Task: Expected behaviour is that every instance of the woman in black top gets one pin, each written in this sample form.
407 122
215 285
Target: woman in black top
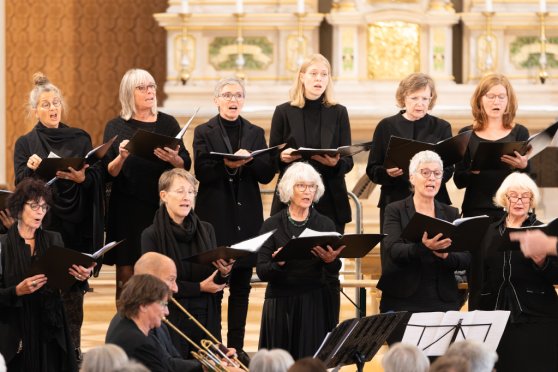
416 95
297 311
494 105
134 197
178 233
34 332
77 211
507 280
229 193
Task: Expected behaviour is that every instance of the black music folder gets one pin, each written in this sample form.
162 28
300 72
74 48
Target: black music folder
465 233
253 154
234 252
434 332
401 150
356 341
57 260
348 150
356 245
49 166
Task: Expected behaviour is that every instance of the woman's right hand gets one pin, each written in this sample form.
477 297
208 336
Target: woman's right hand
34 161
209 285
394 172
286 156
31 284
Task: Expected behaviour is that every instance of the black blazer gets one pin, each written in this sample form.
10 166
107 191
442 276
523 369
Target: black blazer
138 346
287 126
232 204
404 260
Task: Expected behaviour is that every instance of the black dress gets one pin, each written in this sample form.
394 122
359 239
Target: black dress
481 188
230 200
509 281
134 196
179 242
34 334
297 311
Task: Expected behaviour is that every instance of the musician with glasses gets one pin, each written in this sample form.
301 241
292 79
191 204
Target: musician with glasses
134 197
229 192
34 331
77 208
507 280
416 277
178 233
297 311
493 105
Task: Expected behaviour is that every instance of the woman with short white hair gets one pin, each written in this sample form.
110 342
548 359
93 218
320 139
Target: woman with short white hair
506 280
297 312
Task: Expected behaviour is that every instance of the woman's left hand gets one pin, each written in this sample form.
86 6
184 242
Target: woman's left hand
518 161
328 161
170 156
223 266
81 273
327 255
73 175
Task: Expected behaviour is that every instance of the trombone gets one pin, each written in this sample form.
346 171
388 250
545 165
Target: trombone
213 346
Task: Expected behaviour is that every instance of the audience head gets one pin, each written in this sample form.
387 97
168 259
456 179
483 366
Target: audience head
300 178
138 92
425 173
144 297
494 97
158 265
312 81
480 357
30 200
177 190
452 363
46 101
103 358
308 364
405 358
274 360
416 94
517 185
229 95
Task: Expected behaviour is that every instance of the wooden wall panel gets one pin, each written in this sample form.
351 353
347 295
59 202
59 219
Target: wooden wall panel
84 47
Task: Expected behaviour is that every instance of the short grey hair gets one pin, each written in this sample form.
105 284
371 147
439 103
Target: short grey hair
422 157
131 79
482 359
520 181
228 81
405 357
274 360
299 172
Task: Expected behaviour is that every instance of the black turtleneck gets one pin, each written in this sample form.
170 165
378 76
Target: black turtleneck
312 122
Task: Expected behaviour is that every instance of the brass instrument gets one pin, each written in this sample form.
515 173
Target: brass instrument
214 344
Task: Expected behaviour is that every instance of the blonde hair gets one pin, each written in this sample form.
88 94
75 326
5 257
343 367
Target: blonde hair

Task directions:
If the word "blonde" is on a line above, return that line.

Solution to the exercise:
Task: Expected behaviour is that every instance of the blonde hair gets one pin, each written in this sample form.
Target: blonde hair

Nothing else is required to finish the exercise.